(Passage provided):
###

Anyone who's not been living under a rock for the past decade knows that one can't start talking about such subjects without a mention of Windows, the glue that binds them together.

But when it comes to the Australian Broadcasting Corporation, it is perfectly possible to go through a 45-minute programme on just these topics and avoid any mention of the W word.


Sadly, things are unlikely to improve. Microsoft already has tremendous control over channels like the BBC and (MS)NBC, which has just acquired yet another small(er) broadcaster.

Msnbc.com acquires local news Web site



Msnbc.com has acquired EveryBlock, a Chicago-based Web site that offers news and information down to the neighborhood level in 15 cities, the two companies announced Monday.


This is part of a worrisome trend that applies also to television and radio. There is ever-increasing centralisation of so-called 'approved' sources which express 'permissible' views that are narrow, naturally. Not everyone is wise enough to reach out for more independent sources and net neutrality interferences help not at all.

###

(Work instructions):
A – In the passage on broadcasting, how many cities does EveryBlock cover?
B – Copy the passage on broadcasting from "Msnbc.com has acquired" to "companies announced Monday.", switching "Monday" to "Tuesday".

###

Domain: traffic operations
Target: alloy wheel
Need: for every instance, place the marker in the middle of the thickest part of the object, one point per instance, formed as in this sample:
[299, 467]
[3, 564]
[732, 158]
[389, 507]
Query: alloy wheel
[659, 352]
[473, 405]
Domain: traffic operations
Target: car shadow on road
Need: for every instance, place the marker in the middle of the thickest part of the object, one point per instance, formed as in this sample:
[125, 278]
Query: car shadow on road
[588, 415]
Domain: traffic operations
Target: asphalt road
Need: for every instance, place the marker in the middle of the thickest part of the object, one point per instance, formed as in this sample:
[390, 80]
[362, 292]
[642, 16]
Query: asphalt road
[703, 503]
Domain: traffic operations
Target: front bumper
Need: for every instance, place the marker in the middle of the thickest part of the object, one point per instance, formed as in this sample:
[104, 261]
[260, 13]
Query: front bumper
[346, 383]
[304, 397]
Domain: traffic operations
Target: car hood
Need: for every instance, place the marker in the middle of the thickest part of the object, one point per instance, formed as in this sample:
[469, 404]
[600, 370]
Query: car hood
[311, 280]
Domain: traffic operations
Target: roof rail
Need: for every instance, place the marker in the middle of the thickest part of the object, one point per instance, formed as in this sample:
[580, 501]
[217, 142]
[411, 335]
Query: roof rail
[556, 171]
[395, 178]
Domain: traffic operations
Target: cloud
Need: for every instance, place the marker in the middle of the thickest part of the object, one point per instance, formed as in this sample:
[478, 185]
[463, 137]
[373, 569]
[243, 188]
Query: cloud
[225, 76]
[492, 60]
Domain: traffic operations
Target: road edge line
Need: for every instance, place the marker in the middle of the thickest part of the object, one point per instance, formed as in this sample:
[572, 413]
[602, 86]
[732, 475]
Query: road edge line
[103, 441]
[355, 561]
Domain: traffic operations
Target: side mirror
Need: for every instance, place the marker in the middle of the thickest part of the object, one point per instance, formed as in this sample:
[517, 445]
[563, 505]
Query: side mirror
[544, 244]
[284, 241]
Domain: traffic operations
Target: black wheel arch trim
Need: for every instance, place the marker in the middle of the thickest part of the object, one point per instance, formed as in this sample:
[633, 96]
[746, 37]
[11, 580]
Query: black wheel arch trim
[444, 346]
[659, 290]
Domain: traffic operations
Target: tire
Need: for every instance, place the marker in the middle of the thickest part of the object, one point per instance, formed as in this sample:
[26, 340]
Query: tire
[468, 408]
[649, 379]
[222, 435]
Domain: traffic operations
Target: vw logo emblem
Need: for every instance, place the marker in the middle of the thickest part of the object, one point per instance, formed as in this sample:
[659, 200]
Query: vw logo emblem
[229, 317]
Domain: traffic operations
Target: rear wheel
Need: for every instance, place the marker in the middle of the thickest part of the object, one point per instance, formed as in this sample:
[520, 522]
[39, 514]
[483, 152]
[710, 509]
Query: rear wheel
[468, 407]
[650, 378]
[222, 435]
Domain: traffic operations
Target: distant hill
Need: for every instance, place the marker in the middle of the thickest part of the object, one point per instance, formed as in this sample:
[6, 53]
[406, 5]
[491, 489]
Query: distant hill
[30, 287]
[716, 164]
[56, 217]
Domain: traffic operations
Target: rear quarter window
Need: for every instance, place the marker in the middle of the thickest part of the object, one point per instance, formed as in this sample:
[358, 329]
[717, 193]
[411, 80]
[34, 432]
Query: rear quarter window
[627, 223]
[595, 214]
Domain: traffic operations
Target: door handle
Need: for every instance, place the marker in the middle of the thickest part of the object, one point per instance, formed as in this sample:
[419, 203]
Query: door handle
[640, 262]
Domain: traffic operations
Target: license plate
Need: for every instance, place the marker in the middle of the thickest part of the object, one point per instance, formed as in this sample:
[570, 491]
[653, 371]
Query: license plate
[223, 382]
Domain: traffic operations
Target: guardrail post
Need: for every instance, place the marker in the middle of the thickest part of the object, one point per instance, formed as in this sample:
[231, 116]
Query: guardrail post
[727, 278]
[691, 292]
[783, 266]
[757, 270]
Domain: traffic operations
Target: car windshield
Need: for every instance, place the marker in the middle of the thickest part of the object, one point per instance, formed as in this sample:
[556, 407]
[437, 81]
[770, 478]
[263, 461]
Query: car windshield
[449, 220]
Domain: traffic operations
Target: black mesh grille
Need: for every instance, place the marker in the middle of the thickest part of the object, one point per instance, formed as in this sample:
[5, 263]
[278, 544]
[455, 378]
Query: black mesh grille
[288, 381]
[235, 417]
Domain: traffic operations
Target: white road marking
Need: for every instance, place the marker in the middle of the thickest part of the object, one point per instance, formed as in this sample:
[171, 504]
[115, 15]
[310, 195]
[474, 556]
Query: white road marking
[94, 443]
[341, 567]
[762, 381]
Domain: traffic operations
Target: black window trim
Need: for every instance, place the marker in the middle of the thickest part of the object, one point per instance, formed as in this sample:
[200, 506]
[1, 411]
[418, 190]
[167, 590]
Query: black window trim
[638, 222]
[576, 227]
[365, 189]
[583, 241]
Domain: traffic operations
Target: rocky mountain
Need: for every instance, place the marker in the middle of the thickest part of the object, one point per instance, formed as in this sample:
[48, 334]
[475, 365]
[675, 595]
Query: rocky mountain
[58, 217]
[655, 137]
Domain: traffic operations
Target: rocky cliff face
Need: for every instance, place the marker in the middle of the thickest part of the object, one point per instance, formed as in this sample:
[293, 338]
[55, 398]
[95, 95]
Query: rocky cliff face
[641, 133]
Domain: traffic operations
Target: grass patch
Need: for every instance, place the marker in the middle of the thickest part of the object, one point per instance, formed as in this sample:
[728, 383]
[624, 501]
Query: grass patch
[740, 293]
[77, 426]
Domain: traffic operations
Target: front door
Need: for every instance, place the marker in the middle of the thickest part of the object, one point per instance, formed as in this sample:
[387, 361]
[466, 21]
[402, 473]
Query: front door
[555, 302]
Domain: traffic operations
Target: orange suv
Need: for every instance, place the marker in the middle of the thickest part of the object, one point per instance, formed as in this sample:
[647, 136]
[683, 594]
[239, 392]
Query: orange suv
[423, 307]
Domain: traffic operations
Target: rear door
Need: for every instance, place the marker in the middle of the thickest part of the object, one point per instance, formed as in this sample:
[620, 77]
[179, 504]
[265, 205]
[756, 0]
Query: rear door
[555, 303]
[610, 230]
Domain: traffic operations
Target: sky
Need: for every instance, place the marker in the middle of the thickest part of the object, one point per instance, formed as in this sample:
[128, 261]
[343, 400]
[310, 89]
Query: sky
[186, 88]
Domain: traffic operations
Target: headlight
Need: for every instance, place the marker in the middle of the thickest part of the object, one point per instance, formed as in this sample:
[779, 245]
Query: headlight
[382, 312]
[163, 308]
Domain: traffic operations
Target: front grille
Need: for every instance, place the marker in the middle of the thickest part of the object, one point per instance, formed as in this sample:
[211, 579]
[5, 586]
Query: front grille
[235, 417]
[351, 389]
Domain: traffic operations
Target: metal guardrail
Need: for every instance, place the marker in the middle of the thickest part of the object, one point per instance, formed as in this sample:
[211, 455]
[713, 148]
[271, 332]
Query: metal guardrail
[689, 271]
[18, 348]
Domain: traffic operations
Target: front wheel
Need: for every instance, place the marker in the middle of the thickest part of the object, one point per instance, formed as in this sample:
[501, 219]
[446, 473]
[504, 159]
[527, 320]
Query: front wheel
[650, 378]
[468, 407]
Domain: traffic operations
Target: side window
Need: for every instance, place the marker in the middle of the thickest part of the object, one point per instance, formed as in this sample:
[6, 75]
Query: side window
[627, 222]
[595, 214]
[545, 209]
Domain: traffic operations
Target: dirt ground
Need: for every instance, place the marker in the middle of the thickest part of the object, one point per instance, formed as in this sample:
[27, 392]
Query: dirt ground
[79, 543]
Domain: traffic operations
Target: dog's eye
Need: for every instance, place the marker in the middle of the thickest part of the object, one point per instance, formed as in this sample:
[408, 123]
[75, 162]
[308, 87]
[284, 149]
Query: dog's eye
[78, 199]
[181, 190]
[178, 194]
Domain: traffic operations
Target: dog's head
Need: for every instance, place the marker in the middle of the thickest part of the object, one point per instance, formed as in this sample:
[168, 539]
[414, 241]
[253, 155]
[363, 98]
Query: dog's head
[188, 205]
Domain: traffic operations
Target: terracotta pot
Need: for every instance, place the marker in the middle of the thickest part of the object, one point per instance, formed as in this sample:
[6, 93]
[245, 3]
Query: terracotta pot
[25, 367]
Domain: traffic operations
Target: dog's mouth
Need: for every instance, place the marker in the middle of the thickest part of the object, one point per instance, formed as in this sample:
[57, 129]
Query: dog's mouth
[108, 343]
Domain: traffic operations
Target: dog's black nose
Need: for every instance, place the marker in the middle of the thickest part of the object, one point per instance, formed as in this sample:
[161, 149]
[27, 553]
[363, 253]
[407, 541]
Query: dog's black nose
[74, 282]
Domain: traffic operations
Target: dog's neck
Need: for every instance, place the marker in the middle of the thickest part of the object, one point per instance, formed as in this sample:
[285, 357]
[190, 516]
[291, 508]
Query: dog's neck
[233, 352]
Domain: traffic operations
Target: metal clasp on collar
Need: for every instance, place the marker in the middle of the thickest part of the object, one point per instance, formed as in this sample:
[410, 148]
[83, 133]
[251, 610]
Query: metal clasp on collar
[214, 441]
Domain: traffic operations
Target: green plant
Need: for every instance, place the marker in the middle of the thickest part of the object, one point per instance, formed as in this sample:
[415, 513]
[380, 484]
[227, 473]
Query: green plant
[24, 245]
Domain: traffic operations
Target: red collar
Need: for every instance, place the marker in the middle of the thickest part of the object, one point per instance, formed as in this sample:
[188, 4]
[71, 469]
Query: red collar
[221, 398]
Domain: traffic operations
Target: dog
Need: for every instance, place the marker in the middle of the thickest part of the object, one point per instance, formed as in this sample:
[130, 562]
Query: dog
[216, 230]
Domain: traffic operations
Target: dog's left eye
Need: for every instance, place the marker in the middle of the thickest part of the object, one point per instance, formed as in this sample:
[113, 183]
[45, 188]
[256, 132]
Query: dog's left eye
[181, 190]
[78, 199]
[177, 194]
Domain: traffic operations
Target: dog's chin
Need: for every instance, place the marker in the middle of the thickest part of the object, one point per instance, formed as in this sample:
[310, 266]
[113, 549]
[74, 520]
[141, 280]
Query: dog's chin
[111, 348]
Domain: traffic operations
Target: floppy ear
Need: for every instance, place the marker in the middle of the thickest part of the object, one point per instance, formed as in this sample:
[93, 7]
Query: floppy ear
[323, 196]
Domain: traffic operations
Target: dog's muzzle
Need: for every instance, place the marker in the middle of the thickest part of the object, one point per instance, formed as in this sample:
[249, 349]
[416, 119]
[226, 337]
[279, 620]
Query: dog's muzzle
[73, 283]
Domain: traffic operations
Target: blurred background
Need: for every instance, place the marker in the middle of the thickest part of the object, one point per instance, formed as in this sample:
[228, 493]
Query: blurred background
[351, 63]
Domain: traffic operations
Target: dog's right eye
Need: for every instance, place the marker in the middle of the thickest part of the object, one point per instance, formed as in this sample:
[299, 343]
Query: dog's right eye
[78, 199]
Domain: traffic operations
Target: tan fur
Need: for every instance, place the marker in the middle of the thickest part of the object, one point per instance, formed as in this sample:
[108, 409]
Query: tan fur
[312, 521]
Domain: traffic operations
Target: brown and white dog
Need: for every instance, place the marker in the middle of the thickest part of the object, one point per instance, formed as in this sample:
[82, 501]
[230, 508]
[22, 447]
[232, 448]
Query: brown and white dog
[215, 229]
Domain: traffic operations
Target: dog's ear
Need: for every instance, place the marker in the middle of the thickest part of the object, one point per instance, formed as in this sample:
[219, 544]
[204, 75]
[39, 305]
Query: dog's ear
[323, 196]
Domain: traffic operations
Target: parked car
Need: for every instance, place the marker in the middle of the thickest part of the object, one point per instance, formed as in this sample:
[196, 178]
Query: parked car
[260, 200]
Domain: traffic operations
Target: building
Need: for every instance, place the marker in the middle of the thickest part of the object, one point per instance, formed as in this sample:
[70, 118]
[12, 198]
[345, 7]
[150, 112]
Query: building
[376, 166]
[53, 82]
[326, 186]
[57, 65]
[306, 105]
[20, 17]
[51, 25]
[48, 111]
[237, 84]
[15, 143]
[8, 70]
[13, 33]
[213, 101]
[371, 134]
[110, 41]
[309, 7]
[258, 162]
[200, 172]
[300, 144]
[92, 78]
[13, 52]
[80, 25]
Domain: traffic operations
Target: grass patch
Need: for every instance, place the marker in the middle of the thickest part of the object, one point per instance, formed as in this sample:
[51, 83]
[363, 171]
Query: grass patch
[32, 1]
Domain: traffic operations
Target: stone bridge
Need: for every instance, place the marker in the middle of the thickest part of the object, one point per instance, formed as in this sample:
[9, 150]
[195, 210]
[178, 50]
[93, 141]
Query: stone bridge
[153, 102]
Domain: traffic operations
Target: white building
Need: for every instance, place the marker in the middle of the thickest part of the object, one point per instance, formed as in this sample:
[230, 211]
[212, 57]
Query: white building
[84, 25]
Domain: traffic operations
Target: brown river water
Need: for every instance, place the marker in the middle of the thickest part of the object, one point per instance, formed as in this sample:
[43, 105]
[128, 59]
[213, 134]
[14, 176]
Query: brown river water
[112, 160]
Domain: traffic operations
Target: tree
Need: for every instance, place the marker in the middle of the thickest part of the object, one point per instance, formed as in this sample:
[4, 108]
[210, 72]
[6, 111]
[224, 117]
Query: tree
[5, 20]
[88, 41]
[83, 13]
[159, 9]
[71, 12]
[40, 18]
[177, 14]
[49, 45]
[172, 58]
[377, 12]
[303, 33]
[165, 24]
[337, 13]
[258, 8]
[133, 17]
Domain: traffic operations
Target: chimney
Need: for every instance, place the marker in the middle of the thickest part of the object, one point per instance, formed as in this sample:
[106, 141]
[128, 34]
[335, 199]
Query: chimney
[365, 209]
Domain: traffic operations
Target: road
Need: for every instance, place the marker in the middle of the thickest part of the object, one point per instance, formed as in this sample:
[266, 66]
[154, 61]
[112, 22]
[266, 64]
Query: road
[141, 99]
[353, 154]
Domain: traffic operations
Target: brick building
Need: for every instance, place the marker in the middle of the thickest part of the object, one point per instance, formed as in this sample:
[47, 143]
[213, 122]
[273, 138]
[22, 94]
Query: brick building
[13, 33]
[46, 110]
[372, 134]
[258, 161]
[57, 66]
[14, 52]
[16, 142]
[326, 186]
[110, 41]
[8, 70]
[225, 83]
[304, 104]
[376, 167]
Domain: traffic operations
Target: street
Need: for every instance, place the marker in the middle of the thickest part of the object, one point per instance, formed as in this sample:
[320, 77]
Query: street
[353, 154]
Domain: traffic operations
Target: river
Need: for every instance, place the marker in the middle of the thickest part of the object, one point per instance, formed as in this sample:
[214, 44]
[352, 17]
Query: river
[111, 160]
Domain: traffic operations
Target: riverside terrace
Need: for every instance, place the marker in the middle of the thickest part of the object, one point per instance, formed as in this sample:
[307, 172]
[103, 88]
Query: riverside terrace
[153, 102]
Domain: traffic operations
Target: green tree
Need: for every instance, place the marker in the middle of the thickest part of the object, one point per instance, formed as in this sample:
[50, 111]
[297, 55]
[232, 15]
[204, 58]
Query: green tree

###

(Solutions per task):
A – 15 cities

B –
Msnbc.com has acquired EveryBlock, a Chicago-based Web site that offers news and information down to the neighborhood level in 15 cities, the two companies announced Tuesday.